— START SOURCE MATERIAL —

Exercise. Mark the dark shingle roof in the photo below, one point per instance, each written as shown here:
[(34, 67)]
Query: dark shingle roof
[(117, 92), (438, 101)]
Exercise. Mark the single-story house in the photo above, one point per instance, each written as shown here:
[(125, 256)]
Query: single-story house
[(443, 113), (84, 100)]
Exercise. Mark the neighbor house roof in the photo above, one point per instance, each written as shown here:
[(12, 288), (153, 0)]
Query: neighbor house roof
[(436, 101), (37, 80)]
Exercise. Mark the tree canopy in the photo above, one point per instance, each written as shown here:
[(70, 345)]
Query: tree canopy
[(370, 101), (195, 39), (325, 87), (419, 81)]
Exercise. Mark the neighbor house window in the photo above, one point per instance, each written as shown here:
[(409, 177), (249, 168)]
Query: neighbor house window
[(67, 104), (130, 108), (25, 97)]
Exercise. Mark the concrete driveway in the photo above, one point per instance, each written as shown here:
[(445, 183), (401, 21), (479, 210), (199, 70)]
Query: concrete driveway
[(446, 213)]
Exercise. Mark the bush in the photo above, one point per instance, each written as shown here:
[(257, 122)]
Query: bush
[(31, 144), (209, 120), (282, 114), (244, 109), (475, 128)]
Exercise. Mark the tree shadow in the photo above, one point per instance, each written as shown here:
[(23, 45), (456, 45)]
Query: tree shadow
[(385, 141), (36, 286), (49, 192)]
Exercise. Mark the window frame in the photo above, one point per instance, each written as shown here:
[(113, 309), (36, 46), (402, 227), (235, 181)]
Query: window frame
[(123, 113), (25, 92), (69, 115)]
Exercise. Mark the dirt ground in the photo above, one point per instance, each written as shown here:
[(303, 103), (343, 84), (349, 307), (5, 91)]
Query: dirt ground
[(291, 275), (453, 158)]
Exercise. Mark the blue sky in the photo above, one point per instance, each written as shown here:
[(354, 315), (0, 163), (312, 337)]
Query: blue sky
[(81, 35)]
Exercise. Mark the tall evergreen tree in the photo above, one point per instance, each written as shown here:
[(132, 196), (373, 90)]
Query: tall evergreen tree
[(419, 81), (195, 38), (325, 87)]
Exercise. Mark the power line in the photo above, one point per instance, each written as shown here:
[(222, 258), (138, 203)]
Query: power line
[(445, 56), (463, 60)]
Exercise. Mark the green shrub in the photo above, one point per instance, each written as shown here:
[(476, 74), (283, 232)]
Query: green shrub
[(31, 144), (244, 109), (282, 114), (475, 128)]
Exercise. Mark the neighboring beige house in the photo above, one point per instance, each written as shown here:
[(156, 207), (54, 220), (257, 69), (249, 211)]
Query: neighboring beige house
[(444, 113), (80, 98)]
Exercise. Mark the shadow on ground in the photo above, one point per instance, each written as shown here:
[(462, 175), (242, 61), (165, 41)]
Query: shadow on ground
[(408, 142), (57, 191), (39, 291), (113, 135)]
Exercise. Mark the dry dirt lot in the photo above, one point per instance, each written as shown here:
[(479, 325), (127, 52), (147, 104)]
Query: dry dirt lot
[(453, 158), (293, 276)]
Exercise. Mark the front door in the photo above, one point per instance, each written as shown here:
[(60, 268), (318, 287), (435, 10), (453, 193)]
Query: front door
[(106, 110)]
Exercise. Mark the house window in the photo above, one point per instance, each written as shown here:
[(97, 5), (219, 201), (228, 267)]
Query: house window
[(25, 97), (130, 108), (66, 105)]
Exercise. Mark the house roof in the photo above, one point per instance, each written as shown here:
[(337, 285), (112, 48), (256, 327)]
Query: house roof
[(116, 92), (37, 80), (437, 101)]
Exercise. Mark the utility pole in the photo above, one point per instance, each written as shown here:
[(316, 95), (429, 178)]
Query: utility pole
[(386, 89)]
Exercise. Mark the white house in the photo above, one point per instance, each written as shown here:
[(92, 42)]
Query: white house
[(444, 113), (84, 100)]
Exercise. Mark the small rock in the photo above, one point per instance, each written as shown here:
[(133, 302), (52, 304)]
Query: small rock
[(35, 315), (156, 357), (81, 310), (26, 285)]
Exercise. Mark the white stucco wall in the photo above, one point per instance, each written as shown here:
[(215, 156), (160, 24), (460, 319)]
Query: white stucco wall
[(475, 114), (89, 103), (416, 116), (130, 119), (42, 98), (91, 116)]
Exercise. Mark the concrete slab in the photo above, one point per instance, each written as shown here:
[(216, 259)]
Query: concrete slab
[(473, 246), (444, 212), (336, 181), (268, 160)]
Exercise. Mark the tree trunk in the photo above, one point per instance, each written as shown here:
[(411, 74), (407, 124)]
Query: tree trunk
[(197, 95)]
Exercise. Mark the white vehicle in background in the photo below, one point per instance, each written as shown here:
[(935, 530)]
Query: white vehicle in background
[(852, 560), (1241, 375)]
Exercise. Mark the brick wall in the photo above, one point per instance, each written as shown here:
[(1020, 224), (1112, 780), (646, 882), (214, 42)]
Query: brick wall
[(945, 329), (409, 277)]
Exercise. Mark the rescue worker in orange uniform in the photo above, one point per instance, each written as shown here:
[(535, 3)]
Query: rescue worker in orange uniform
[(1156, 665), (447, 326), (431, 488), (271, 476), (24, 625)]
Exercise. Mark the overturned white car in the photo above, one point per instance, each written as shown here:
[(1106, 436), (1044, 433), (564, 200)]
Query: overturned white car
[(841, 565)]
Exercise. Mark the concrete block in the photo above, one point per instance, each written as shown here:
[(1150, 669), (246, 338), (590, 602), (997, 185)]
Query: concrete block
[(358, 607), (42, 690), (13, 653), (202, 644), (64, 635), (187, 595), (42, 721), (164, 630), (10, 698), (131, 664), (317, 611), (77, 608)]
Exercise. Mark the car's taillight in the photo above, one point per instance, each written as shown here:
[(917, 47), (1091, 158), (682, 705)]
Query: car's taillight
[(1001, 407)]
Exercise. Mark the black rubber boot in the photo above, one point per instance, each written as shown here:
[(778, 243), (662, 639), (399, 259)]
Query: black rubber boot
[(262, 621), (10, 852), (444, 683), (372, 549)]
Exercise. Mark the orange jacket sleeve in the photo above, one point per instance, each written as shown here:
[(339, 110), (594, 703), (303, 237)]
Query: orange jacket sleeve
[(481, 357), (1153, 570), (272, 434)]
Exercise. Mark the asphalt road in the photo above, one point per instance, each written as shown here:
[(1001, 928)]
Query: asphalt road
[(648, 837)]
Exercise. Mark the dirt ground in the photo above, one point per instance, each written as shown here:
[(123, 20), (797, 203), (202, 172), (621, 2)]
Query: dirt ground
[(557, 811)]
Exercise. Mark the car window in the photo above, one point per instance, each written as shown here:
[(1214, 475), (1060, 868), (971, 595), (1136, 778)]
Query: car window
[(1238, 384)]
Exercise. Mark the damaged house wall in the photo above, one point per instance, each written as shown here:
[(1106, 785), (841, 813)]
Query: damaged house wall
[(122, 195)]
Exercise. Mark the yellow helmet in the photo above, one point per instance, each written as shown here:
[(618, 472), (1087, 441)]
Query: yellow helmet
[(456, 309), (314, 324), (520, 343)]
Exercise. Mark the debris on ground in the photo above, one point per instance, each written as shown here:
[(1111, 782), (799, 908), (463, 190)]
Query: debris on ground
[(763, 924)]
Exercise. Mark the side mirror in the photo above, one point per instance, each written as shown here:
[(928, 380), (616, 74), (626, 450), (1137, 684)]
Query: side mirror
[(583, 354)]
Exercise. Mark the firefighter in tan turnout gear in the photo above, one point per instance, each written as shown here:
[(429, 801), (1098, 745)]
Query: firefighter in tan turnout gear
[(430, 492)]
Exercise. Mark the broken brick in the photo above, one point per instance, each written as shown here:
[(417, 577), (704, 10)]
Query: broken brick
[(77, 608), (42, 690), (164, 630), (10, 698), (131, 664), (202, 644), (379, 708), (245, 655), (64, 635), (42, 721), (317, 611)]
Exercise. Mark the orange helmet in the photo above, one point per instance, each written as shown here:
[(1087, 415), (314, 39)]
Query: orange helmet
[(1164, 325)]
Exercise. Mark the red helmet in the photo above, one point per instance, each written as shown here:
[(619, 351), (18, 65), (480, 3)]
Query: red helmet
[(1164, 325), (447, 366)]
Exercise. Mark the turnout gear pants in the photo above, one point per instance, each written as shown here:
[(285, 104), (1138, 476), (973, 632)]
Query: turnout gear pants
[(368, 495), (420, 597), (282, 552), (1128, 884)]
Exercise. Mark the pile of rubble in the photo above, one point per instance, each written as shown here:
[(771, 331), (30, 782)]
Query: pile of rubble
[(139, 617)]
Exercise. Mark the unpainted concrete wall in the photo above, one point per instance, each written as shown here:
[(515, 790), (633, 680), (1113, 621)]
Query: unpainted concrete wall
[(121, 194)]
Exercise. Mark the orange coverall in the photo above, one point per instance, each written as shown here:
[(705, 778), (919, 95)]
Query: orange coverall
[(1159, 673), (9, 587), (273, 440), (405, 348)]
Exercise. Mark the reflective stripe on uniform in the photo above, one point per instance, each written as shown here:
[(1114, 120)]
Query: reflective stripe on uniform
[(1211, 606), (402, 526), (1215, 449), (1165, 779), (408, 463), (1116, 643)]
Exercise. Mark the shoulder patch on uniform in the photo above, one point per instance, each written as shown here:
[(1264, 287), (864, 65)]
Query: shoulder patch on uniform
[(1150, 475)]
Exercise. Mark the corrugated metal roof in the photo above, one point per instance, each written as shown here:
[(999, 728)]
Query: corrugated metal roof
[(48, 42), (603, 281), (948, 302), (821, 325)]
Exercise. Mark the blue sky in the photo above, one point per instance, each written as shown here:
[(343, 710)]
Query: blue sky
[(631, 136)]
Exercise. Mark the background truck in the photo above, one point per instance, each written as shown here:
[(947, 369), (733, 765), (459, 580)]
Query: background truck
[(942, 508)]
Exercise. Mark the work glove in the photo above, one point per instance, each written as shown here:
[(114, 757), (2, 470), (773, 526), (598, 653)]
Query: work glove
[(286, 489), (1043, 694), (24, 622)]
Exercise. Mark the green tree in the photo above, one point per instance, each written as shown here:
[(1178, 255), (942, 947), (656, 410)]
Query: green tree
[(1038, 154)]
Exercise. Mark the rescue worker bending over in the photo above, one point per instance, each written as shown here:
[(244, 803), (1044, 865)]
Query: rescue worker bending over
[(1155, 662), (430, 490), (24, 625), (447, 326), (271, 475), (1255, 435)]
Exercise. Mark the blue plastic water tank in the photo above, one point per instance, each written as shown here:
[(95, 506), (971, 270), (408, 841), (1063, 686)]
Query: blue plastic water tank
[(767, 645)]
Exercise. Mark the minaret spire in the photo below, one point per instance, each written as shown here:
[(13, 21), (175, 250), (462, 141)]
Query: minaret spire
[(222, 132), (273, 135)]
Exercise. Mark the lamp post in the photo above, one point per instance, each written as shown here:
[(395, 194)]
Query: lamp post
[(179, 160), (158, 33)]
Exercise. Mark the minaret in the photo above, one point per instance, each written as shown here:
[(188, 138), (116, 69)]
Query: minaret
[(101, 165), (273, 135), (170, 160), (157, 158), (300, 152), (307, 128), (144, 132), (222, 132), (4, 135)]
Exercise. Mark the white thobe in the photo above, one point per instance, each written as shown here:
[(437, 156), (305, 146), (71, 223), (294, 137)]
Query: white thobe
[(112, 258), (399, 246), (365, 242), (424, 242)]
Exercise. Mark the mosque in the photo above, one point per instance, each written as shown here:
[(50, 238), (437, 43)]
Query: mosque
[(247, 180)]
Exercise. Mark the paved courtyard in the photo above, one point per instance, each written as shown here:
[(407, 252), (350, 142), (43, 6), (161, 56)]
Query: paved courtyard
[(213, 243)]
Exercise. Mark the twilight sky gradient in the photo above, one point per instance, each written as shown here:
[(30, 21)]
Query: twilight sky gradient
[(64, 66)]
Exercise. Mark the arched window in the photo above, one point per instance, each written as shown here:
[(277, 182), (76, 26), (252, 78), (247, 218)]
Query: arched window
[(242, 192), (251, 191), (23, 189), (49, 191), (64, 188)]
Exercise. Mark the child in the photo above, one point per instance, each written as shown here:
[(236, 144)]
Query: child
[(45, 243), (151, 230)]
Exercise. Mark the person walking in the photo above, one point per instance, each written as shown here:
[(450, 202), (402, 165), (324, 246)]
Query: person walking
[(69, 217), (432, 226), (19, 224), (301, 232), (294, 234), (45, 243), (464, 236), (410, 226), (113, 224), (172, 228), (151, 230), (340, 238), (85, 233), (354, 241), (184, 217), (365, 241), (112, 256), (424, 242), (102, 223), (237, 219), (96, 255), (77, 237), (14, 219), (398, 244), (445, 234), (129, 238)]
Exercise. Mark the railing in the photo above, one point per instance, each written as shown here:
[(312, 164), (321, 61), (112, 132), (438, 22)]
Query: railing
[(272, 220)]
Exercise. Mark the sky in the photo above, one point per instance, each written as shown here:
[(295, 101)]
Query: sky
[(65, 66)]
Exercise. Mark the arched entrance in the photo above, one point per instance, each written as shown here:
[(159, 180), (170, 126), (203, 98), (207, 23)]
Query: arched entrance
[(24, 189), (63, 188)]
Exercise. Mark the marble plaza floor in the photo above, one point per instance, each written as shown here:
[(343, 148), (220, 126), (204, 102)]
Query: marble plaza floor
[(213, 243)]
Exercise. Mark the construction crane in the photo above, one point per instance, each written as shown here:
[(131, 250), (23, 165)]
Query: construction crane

— END SOURCE MATERIAL —

• _THE PROBLEM_
Convert the lines between the one containing "Exercise. Mark the concrete driveway" and the one containing "[(445, 56), (463, 60)]", inclusive, into a numbered list, omitting any blank lines.

• _TASK RESPONSE_
1. Exercise. Mark the concrete driveway in the photo above, one point per instance, each written as shown here:
2. [(445, 183), (401, 21), (479, 210), (199, 70)]
3. Query: concrete driveway
4. [(446, 213)]
5. Exercise. Mark the bush in the photo above, one point per instance, each written as shown here:
6. [(257, 122)]
7. Query: bush
8. [(31, 144), (209, 120), (282, 114), (244, 109), (475, 128)]
9. Exercise. Mark the tree shadow in the photo above, one point per instance, each written as shown here:
10. [(23, 45), (456, 45)]
11. Query: tree shadow
12. [(385, 141), (36, 286), (49, 192)]
13. Exercise. Mark the window frame in the photo above, one point per instance, each written as shown here:
14. [(113, 309), (36, 46), (402, 227), (235, 181)]
15. Query: window frame
16. [(123, 113), (25, 92), (69, 115)]
17. Exercise. Mark the dirt ground in the photo above, one point per instance, each written as shown here:
18. [(303, 103), (343, 84), (349, 307), (5, 91)]
19. Query: dirt ground
20. [(291, 275), (453, 158)]
21. Exercise. Mark the blue sky in the photo above, one point per instance, each written as shown here:
22. [(354, 315), (0, 163), (312, 337)]
23. Query: blue sky
24. [(81, 35)]
25. Exercise. Mark the tall evergreen tree in the photo above, one point per instance, each written as shown here:
26. [(132, 196), (373, 90)]
27. Query: tall evergreen tree
28. [(419, 81), (195, 38), (325, 87)]
29. Exercise. Mark the power line in the photo above, one point per instance, each written as shown here:
30. [(222, 258), (138, 203)]
31. Query: power line
32. [(445, 56), (463, 60)]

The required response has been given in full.